-------- Data shown --------

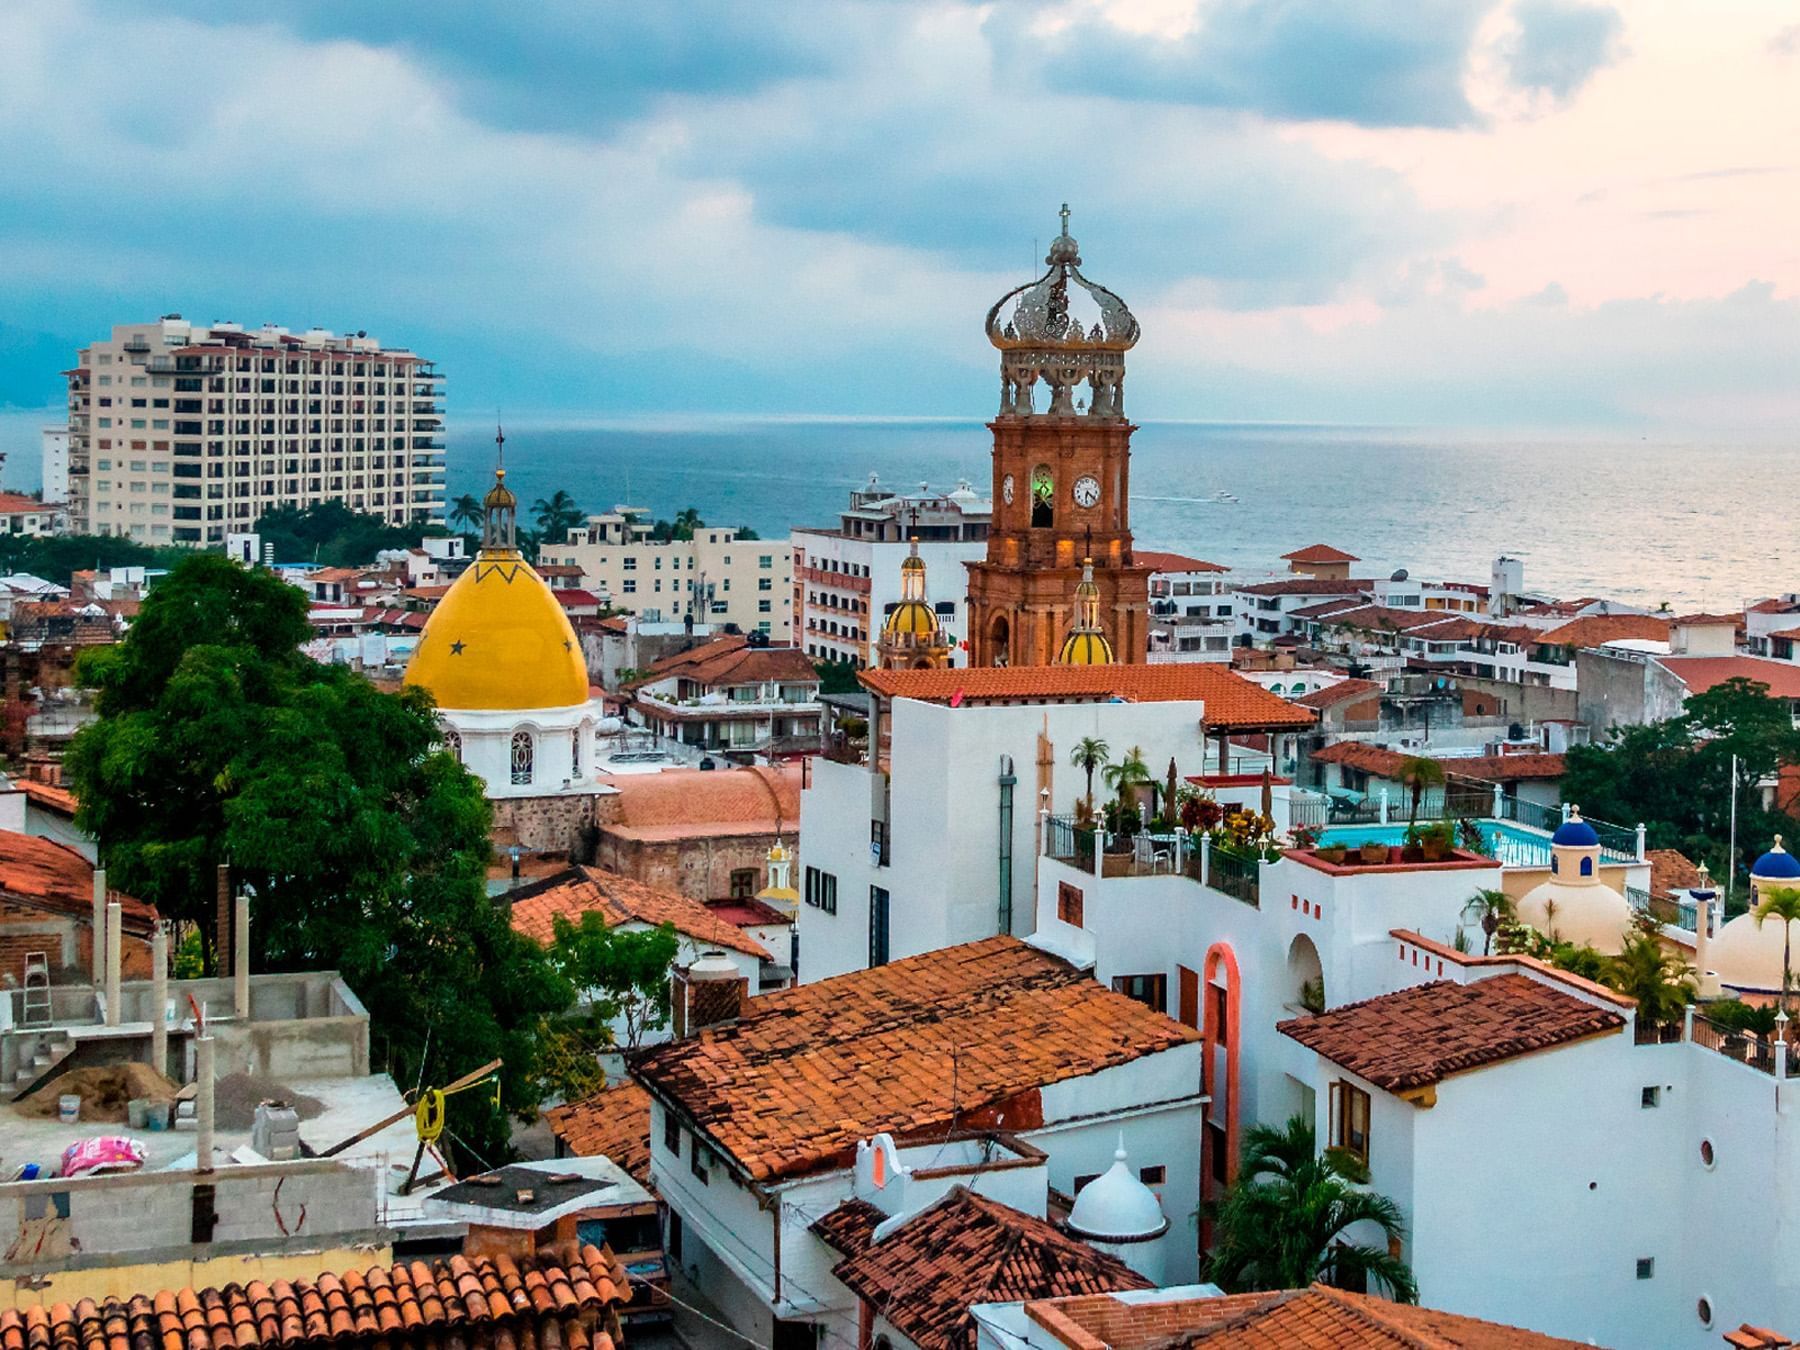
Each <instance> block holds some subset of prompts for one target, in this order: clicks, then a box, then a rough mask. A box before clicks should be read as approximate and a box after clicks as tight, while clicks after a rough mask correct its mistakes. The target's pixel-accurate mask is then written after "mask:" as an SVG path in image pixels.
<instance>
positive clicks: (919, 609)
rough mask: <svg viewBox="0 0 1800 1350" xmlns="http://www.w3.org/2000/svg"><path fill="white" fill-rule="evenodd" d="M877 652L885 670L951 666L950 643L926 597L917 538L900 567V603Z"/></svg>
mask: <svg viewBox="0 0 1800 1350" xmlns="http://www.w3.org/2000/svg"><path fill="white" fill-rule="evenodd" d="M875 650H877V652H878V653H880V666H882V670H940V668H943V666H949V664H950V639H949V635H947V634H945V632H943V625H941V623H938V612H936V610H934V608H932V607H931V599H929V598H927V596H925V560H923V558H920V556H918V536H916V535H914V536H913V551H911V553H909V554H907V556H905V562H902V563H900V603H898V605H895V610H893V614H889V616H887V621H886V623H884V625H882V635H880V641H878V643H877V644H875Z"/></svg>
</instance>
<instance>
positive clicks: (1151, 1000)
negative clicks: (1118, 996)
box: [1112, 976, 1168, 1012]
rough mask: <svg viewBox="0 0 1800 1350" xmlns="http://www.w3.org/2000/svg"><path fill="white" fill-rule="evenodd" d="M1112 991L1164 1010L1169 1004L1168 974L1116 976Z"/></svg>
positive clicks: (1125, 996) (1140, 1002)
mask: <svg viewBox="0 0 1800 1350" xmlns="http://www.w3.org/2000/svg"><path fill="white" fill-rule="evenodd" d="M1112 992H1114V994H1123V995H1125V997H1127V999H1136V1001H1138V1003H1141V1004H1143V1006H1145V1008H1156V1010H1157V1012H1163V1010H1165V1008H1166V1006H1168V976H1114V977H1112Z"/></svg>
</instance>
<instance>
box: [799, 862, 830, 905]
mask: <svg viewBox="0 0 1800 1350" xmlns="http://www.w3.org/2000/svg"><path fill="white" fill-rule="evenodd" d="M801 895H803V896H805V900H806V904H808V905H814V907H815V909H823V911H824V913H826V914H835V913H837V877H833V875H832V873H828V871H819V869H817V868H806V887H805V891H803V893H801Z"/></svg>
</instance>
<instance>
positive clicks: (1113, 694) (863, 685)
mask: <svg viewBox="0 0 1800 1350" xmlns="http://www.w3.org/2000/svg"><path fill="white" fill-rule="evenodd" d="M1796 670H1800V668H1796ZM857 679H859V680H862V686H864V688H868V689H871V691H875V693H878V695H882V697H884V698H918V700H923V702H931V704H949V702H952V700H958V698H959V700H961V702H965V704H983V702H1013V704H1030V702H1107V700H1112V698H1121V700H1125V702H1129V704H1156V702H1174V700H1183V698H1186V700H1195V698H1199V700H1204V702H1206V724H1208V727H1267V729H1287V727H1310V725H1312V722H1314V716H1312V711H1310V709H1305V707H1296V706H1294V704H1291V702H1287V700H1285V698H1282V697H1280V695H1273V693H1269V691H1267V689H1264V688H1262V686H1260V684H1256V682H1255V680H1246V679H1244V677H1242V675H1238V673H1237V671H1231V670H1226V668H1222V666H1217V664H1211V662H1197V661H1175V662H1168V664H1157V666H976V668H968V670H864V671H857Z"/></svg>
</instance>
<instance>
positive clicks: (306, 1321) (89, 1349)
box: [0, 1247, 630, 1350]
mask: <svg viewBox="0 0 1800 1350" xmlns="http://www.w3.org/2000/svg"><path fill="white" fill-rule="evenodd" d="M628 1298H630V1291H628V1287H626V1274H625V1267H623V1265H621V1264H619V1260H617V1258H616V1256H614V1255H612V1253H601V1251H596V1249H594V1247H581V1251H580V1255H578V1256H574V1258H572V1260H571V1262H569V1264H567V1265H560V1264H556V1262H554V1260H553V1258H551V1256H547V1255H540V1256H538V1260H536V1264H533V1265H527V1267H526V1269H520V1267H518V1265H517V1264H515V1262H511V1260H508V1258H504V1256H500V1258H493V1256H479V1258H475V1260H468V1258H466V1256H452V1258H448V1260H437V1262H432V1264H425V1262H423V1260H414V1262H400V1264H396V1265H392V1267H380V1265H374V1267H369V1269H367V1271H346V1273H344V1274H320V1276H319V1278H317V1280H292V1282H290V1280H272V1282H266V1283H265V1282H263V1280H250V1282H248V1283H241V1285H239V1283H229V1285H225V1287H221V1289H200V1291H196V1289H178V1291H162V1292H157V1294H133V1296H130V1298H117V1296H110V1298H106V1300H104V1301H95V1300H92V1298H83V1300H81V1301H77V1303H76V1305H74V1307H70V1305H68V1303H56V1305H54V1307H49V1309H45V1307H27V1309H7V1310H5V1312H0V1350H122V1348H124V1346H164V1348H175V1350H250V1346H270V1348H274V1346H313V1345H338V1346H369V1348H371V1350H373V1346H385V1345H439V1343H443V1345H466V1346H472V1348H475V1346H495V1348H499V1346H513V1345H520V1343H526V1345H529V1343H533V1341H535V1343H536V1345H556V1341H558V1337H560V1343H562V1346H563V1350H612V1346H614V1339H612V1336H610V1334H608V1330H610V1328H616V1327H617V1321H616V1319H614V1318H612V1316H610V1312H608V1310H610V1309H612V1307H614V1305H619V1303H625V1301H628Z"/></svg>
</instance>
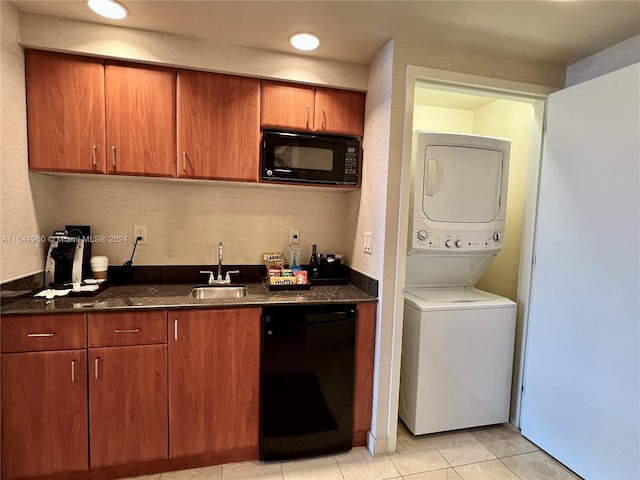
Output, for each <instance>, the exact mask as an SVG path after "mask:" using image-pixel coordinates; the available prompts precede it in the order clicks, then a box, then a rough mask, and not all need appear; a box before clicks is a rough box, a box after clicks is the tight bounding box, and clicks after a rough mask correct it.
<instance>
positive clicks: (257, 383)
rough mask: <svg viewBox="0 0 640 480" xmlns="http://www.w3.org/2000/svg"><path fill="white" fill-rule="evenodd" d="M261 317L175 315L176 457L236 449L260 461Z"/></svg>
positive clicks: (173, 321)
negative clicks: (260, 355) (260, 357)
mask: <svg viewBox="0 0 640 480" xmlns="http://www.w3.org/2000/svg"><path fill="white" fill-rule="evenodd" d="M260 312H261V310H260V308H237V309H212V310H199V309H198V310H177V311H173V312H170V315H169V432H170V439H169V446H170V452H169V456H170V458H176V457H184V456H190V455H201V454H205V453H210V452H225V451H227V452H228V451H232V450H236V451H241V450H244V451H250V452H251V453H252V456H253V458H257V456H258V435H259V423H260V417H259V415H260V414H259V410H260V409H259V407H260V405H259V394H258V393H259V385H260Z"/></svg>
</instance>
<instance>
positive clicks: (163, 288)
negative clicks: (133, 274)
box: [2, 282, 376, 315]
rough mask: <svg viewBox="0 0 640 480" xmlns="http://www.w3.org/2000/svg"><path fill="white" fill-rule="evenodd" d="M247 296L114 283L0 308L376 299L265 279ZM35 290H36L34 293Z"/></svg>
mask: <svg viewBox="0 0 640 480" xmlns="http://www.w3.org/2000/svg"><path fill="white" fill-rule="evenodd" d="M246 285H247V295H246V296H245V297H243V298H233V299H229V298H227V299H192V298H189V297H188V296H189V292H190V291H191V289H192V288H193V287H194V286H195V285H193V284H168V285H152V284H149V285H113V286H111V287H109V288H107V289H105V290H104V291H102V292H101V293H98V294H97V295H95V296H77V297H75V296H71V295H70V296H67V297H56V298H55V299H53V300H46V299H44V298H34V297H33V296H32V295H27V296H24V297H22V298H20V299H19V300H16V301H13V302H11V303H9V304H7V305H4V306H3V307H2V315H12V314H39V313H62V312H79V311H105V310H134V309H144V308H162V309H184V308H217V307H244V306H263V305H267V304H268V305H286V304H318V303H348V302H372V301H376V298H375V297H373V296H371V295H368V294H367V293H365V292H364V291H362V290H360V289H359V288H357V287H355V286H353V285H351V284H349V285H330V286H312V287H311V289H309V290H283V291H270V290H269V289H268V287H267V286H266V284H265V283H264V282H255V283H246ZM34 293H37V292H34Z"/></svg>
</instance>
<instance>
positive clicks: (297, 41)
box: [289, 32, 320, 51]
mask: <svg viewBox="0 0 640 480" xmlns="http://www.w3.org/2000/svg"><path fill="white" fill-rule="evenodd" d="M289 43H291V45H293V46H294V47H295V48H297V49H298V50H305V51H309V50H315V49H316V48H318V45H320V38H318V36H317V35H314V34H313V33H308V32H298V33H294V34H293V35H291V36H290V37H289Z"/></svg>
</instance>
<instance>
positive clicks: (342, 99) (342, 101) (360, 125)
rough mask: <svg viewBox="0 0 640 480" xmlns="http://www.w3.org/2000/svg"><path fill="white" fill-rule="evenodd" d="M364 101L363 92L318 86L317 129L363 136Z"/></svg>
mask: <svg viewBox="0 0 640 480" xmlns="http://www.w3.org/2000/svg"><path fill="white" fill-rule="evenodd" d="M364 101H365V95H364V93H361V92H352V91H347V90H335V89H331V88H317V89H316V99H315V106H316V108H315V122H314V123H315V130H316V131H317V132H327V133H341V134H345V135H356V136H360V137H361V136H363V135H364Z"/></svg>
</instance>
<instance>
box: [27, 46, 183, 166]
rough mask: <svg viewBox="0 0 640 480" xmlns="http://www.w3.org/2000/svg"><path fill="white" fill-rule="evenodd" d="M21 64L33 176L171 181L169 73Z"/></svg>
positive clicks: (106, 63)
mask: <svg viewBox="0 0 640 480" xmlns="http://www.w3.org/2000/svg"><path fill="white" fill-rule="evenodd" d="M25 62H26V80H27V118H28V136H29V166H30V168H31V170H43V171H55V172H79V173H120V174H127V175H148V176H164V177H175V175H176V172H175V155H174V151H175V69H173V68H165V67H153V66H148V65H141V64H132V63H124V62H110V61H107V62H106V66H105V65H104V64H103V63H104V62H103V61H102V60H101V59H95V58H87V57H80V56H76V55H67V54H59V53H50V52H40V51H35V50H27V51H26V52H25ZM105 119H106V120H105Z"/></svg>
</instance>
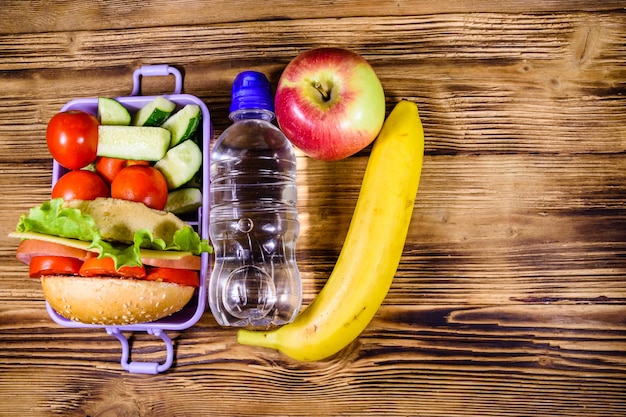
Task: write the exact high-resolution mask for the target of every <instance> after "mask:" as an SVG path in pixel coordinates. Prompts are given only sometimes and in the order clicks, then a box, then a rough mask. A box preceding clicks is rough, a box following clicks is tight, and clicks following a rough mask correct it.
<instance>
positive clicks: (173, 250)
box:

--------

What to do =
Copy each line of the entries in which the string "before" is found.

Exercise result =
Each <instance> block holds some subset of prompts for one target, in this order: clicks, then a box, then a rough mask. A box before clicks should be read as approximate and a box after clicks as tight, while clicks after a rough mask correct its mistakes. The target's pixel-accurate mask is then written after "mask:" as an SVG path in image pixels.
Output, for each <instance>, the exact mask as an SVG path after "mask:" using image-pixel coordinates; the available prompts precede it in the order clicks, then a box, then a rough mask, and not all need appear; a box before clicks is a rough box, a box after clicks is the tight bounding box, and clicks after a rough mask correct it.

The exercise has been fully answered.